• Selected excerpt:
╔══

For purposes of unemployment compensation, however, it is important to know that such payments may not be severance at all, but rather, wages in lieu of notice.
Sections 207.049(1) and (2) of the Texas Unemployment Compensation Act state that a claimant will be disqualified from receiving unemployment benefits for any benefit period in which he is receiving wages in lieu of notice or severance pay.
The courts have generally defined severance pay to be a payment the employer has obligated itself to make, either verbally or in writing, which is based upon a set formula, such as length of prior service. For example, an employer may have a company policy that a terminating employee is entitled to one month's wages for every year of service. Section 207.049(2) defines "severance pay" as "dismissal or separation income paid on termination of employment in addition to the employee's usual earnings from the employer at the time of termination." The term does not include any payment made to settle a claim or lawsuit or in connection with a negotiated agreement. Thus, severance pay that is unilaterally offered (for example, in a policy or in a job offer letter) would be disqualifying, while a negotiated severance payment would not affect benefit eligibility.
Wages in lieu of notice are additional wages that the employer is not obligated to pay. They are paid only because the employer has chosen to give the employee no notice of termination. The amount of wages is not necessarily based on longevity or length of service. For example, an employer may call an employee in for dismissal and offer him X number of weeks of wages to assist him during the time he is seeking new employment. No obligation + no notice = wages in lieu of notice.
Anytime an employer is paying severance pay or wages in lieu of notice, that information should be provided to the Texas Workforce Commission local office on any response to an employee's claim for benefits. Keep in mind that such additional pay will not stop receipt of unemployment benefits, but payments will be delayed until the until the payment's period of coverage has expired. This can result in substantial savings to an employer because many people will have found another job by the time they are eligible for benefits.
Keep in mind that if an employer has a policy or practice of making severance payments that require a continuing plan of administration, it will likely be obligated, under the federal law known as ERISA, to treat such benefits as a "welfare benefit" and to report them along with other forms of ERISA benefits in the IRS form for ERISA, Form 5500. ERISA is a very complicated statute that affects employment taxes, benefits, and employment policies and agreements. For more information, contact a qualified ERISA attorney.
Finally, remember in the case of child or spousal support orders to make the proper deduction from severance pay or wages in lieu of notice - for more information, click here.
Other types of post-termination payments that are neither severance pay nor wages in lieu of notice:
an incentive paid to obtain a release or waiver of liability from the departing employee - this kind of payment will not affect unemployment benefits. Although there are no precedent cases on this point, such a payment should not be considered enforceable under the Texas Payday Law, because it is not severance pay and was presumably not part of the wage agreement or any other employment agreement that existed prior to termination. Rather, it should be enforceable in civil court.
liquidated damages - this kind of payment would also not affect unemployment benefits. TWC recently held (in a non-precedent wage claim case) that an amount promised as liquidated damages in an employment agreement ("If such-and-such happens and you are terminated prior to ____________, XYZ Company will pay you $____ in satisfaction of any remaining obligations it may have toward you.") is an enforceable part of the wage agreement under the Texas Payday Law.

╚══

• Supplied material:
╔══

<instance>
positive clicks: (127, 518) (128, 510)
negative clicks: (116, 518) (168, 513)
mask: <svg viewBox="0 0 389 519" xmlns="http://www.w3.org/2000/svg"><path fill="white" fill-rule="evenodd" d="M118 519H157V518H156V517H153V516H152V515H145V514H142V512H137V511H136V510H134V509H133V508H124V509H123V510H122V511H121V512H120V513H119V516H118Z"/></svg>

╚══

In the text on severance pay and wages in lieu of notice, which IRS form is named for reporting ERISA benefits?

• Answer section: Form 5500.